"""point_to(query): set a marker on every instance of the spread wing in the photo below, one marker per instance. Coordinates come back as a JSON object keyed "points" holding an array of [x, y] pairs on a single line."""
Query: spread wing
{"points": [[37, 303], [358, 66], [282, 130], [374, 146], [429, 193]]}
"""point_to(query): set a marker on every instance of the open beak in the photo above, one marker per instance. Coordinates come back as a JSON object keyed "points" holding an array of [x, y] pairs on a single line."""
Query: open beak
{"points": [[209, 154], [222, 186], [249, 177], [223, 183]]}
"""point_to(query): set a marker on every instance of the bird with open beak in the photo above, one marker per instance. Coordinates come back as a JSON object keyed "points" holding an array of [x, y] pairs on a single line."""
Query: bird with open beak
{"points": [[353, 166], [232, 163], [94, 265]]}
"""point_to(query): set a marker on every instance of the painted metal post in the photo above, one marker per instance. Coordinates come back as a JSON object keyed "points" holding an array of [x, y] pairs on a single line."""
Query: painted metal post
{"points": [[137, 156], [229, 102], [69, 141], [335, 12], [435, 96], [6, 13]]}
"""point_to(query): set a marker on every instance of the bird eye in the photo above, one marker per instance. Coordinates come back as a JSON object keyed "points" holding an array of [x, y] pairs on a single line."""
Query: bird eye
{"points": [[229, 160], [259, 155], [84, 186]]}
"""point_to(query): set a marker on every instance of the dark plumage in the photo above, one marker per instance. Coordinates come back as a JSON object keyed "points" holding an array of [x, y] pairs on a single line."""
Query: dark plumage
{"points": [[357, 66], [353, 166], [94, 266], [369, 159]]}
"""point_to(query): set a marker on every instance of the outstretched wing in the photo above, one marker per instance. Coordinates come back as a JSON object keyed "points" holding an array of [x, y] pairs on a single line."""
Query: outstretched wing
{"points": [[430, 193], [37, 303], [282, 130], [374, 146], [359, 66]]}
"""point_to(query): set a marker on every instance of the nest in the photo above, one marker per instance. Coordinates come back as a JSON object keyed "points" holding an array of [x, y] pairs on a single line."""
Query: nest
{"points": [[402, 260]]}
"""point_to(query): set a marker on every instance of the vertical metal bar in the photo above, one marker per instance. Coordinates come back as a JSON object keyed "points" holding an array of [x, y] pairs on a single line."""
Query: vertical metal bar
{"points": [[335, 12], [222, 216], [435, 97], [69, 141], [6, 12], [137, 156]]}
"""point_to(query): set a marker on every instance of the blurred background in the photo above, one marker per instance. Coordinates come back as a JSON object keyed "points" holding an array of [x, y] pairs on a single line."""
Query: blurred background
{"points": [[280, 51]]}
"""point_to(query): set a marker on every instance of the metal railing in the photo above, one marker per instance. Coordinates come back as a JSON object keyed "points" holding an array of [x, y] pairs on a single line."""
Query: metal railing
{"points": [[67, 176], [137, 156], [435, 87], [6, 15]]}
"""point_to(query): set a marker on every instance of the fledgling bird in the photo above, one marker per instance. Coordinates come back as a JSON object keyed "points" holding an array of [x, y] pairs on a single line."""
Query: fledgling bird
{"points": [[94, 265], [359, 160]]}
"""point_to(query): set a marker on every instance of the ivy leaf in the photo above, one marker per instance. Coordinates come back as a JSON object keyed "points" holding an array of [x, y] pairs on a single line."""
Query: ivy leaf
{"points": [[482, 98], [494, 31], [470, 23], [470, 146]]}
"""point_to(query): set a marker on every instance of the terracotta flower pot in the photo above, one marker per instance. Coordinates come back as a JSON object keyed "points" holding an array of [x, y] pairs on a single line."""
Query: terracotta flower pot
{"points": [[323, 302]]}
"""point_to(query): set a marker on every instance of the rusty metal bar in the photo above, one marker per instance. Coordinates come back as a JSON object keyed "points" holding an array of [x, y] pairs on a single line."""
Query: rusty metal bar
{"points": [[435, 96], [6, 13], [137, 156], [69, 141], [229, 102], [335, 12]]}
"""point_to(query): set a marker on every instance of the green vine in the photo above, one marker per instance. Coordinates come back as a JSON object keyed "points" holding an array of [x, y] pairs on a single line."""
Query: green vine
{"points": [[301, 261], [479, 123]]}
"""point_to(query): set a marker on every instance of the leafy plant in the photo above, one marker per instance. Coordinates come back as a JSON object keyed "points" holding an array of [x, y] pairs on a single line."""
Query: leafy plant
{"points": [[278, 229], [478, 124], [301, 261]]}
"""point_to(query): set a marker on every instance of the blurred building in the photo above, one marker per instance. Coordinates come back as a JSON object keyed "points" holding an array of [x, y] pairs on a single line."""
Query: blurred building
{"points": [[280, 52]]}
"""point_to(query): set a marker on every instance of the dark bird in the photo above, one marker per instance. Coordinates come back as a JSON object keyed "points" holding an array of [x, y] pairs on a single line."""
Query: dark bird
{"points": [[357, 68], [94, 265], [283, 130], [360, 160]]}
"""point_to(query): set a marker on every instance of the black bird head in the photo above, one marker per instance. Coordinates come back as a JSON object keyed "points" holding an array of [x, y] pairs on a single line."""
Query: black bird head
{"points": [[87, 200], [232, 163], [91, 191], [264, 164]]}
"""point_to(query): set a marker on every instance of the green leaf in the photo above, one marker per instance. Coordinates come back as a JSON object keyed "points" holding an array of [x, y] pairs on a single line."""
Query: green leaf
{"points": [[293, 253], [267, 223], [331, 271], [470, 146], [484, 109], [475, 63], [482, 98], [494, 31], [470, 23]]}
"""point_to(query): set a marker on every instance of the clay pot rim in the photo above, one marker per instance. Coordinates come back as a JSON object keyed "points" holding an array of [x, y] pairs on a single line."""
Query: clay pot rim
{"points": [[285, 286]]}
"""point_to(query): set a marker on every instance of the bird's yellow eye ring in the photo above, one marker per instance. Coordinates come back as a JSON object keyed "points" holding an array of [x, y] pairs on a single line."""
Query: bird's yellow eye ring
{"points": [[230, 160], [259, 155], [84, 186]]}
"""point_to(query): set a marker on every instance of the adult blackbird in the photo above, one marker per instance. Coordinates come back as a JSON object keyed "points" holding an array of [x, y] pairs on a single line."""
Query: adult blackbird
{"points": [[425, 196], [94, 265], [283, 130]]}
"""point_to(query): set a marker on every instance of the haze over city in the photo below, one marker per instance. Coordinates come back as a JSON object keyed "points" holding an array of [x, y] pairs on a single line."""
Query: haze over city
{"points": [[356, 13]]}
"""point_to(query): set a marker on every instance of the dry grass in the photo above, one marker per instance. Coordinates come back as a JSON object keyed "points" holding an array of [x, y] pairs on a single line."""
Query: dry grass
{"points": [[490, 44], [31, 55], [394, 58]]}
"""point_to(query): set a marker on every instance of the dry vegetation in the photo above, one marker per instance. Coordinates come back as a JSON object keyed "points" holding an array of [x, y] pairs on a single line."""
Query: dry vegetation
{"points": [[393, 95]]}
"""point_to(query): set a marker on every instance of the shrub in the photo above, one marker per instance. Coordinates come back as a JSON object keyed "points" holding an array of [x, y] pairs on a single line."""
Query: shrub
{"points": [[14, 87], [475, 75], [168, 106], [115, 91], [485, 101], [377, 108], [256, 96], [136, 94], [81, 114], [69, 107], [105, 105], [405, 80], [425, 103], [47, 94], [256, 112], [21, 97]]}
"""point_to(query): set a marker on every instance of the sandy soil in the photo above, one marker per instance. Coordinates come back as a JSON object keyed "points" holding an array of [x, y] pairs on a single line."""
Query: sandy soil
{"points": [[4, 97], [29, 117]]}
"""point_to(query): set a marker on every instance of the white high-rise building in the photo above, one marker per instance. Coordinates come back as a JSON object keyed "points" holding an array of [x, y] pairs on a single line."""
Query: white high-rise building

========

• _EXERCISE GOAL_
Look through the listing above. Pick out each line with "high" and copy it.

• _RESPONSE TO THE TASK_
"""point_to(query): set a marker on every instance of the white high-rise building in the photo above, one marker per instance. Coordinates come back as a JSON object keyed "points" holding an array of [x, y] pairs on a single line."""
Query: white high-rise building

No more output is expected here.